Start of EXTRACTED MATERIAL

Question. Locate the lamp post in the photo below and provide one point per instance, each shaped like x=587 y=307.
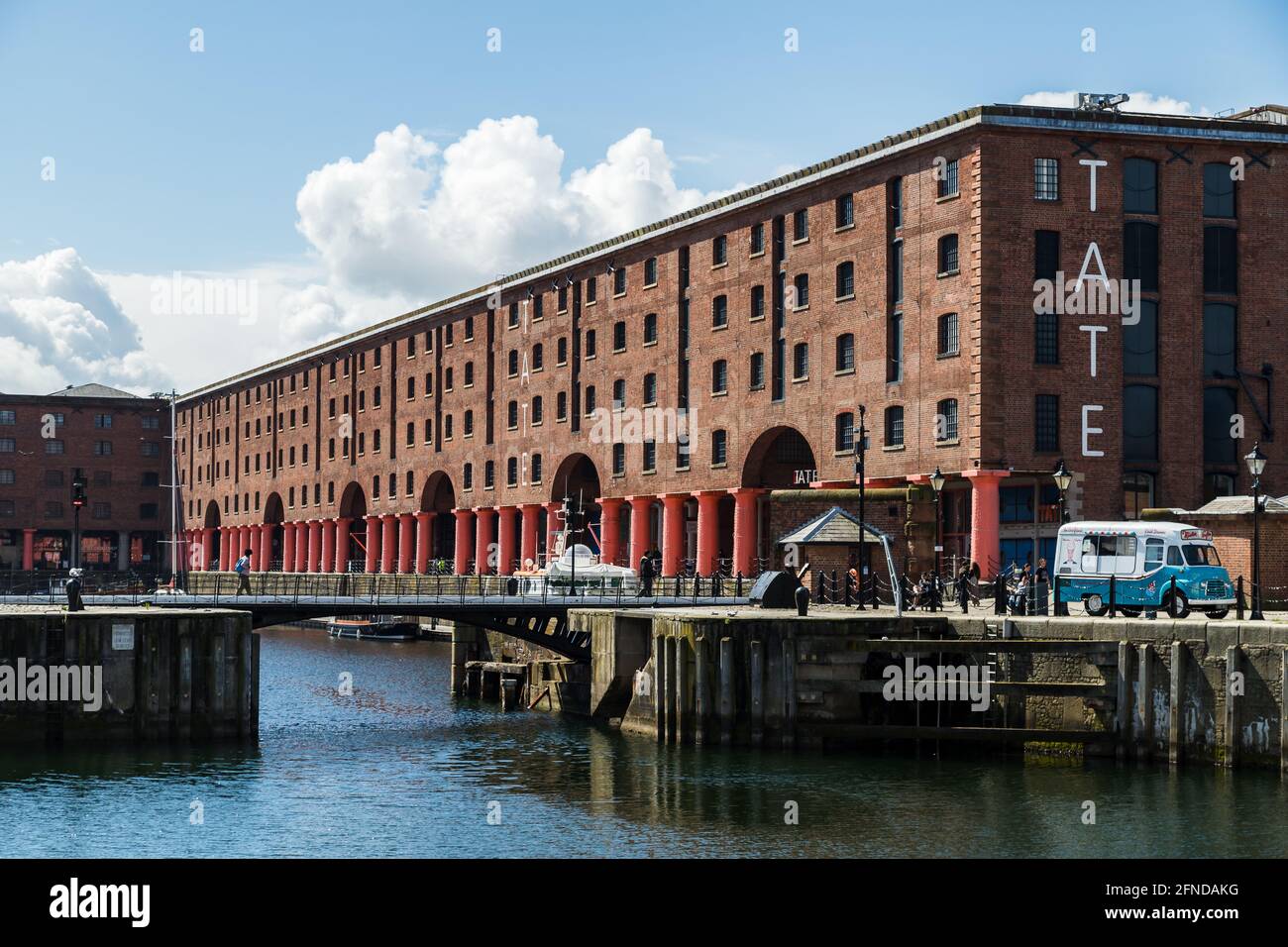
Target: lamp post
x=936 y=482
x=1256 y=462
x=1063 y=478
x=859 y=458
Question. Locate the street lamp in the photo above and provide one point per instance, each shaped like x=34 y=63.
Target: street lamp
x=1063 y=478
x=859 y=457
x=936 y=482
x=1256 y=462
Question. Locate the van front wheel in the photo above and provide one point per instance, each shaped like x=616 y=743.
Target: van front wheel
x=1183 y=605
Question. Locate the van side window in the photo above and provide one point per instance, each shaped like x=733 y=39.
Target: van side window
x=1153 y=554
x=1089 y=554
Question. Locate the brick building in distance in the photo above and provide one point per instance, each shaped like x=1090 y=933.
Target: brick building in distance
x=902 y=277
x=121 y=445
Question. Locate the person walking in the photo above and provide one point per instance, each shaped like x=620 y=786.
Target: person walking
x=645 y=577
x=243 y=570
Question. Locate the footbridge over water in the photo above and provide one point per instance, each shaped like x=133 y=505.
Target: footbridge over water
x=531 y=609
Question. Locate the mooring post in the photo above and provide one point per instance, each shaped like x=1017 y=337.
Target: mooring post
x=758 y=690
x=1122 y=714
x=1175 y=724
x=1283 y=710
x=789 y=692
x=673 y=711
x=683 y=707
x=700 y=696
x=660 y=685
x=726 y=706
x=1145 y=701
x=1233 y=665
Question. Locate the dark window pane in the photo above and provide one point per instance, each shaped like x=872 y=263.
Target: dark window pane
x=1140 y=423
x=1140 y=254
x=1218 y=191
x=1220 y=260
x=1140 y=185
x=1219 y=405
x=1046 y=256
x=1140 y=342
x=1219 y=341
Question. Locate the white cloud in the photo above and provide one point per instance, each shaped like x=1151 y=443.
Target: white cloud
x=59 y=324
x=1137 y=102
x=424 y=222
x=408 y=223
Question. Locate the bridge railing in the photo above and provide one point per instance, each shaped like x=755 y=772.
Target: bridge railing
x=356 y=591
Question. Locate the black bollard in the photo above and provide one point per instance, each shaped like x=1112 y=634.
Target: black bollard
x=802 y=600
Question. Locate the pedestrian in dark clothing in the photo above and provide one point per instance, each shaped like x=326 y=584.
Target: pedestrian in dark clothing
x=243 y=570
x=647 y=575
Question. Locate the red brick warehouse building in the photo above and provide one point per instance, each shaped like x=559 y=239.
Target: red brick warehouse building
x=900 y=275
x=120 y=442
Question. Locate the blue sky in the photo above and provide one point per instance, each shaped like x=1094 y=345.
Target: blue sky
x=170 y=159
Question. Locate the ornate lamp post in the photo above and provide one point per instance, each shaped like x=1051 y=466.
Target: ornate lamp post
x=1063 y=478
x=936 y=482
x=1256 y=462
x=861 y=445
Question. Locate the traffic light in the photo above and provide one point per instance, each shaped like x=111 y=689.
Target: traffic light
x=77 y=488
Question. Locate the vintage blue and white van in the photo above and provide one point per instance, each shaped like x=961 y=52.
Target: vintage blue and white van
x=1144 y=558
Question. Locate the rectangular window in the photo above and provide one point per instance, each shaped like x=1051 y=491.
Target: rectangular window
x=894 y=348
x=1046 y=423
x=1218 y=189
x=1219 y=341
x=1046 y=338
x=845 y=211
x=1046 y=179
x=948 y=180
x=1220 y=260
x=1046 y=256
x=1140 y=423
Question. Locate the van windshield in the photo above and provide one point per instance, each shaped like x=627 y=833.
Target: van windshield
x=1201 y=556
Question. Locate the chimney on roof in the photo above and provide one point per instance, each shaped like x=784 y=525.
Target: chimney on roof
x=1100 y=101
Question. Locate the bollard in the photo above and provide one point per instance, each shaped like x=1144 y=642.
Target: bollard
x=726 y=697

End of EXTRACTED MATERIAL
Start of EXTRACTED MATERIAL

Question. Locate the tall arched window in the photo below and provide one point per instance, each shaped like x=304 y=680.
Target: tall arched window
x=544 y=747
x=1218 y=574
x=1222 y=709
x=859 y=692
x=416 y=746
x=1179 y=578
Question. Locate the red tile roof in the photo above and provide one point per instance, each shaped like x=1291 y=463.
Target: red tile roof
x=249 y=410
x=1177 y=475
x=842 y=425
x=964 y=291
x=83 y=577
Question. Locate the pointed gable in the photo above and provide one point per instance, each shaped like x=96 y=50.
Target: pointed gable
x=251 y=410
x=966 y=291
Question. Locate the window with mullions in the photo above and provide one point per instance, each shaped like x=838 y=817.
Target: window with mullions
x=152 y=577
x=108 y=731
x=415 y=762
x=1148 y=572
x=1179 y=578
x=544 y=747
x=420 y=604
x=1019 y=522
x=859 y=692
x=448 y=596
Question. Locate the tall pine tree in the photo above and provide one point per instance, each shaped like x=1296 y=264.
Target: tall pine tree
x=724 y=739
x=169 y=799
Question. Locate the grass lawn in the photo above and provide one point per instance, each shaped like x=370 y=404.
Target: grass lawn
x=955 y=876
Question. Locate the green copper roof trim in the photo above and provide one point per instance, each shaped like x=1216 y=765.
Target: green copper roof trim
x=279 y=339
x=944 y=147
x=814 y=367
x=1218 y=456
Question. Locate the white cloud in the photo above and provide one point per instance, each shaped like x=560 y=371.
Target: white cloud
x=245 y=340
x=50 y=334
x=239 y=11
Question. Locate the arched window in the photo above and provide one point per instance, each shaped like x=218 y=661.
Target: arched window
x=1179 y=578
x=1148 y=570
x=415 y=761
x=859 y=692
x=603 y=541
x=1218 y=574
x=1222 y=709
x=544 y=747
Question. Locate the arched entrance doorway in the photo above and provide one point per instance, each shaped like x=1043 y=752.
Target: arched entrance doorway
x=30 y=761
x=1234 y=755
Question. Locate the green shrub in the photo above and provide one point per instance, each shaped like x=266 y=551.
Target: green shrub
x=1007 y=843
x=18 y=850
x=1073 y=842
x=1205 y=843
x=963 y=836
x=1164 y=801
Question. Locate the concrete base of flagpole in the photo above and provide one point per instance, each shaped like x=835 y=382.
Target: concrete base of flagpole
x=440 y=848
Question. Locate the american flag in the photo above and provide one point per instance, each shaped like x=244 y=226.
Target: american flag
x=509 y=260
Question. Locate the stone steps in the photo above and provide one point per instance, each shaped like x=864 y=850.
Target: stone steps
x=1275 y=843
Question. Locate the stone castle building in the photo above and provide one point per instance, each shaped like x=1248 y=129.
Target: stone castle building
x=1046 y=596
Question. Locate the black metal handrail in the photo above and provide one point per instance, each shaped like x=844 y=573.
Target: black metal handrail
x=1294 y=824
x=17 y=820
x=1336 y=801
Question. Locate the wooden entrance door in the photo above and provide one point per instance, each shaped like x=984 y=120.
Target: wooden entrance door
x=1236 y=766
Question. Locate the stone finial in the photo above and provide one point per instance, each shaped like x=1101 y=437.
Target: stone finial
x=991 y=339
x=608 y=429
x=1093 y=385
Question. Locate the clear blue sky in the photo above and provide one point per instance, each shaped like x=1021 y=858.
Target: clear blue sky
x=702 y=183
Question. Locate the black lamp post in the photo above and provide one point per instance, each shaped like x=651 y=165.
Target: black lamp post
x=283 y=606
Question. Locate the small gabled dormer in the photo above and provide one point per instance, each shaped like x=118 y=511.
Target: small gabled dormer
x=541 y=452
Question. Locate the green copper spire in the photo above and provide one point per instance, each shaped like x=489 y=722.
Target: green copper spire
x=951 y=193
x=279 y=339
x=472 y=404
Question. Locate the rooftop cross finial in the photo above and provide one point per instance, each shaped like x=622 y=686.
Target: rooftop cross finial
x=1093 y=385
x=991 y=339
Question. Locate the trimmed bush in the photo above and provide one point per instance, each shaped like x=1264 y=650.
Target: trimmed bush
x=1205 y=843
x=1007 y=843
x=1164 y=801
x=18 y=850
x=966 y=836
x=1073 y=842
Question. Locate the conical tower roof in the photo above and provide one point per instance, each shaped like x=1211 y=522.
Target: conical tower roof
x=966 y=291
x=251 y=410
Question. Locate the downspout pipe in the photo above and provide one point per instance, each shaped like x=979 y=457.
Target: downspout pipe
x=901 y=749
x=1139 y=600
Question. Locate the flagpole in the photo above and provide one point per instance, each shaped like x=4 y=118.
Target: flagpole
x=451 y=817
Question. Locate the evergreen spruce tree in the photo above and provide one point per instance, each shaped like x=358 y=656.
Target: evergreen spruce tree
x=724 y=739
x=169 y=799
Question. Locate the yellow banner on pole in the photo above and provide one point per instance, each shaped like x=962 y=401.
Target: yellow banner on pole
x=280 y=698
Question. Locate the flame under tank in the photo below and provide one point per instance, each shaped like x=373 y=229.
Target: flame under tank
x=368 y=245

End of EXTRACTED MATERIAL
Start of EXTRACTED MATERIAL

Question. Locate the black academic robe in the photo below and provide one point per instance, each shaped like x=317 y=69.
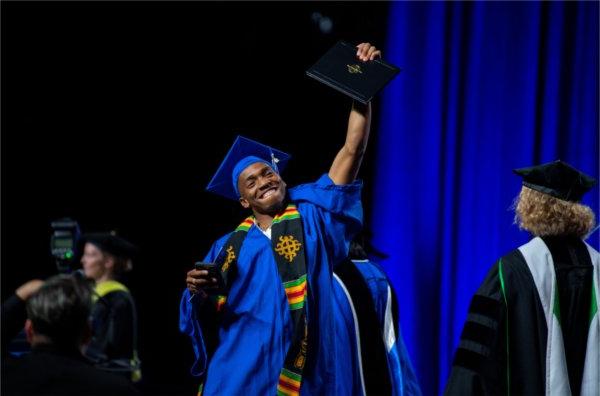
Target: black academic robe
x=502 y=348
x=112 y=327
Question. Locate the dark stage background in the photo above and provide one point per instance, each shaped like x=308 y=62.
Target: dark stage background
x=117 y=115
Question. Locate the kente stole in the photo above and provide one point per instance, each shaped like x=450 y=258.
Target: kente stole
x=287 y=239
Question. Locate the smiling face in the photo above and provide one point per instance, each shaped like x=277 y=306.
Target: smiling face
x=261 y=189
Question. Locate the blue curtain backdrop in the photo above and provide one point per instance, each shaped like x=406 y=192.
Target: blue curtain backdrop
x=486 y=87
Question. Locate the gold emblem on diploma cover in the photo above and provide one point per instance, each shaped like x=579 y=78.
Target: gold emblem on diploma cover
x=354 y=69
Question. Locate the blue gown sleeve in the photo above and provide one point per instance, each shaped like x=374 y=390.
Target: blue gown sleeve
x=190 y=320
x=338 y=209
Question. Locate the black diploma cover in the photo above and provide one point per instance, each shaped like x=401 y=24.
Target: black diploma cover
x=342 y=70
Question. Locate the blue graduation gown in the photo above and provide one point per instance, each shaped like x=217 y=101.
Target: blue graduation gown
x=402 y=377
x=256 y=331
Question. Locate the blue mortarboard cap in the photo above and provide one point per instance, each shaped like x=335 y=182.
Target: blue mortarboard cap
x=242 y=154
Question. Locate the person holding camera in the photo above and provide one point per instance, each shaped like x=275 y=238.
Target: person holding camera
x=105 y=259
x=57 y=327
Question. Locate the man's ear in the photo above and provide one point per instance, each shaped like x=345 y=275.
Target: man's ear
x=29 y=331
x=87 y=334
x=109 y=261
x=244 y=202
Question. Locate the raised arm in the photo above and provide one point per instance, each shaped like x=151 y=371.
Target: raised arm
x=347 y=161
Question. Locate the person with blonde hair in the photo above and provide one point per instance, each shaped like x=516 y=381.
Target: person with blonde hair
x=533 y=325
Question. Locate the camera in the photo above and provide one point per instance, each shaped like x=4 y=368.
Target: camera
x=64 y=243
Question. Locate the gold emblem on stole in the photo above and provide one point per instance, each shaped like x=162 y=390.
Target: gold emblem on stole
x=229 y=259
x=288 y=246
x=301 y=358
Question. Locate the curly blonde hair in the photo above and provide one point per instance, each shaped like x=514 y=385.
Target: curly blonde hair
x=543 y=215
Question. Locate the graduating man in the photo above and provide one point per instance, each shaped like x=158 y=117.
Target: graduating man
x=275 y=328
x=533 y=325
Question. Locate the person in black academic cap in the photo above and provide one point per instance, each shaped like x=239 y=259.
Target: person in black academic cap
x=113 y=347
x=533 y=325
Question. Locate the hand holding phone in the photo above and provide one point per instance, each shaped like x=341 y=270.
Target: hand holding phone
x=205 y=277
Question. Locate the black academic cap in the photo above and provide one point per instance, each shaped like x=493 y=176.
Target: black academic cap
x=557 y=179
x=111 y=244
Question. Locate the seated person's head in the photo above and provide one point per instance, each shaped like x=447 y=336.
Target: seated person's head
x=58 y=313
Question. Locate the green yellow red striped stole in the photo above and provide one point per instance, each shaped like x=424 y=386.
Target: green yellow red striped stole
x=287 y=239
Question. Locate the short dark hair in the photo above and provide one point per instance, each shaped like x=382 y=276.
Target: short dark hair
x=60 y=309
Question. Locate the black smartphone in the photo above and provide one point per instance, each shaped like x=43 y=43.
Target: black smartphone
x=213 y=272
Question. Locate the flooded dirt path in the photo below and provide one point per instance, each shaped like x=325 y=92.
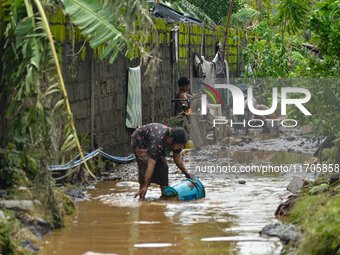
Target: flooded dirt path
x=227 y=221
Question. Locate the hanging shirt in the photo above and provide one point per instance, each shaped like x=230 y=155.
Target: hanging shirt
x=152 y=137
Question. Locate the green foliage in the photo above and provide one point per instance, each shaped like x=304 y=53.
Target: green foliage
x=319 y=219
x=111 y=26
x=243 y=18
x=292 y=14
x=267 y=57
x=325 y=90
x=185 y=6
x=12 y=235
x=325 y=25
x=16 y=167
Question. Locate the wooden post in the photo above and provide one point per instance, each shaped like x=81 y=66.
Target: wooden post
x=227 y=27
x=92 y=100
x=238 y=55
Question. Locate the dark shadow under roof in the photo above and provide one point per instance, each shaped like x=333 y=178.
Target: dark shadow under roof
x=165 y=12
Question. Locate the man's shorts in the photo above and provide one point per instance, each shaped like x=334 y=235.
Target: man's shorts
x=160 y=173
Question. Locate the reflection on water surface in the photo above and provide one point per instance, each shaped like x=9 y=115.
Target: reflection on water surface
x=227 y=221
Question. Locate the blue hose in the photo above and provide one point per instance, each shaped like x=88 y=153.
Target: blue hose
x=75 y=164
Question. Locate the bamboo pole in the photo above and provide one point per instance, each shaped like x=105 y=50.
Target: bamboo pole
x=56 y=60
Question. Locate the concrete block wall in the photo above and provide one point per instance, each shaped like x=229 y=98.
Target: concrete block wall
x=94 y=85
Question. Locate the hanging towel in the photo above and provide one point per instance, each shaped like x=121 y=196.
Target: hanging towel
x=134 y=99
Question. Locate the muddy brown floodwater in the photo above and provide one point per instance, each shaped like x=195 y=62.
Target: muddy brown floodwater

End of EXTRACTED MATERIAL

**DIRECTIONS:** Where a line of the data above includes the string "brown", pull it out.

**SOLUTION FOR THIS PROBLEM:**
Question. Locate the muddy brown floodwater in the photo above and provide one point per instance, each shaped like x=195 y=62.
Target: muddy brown floodwater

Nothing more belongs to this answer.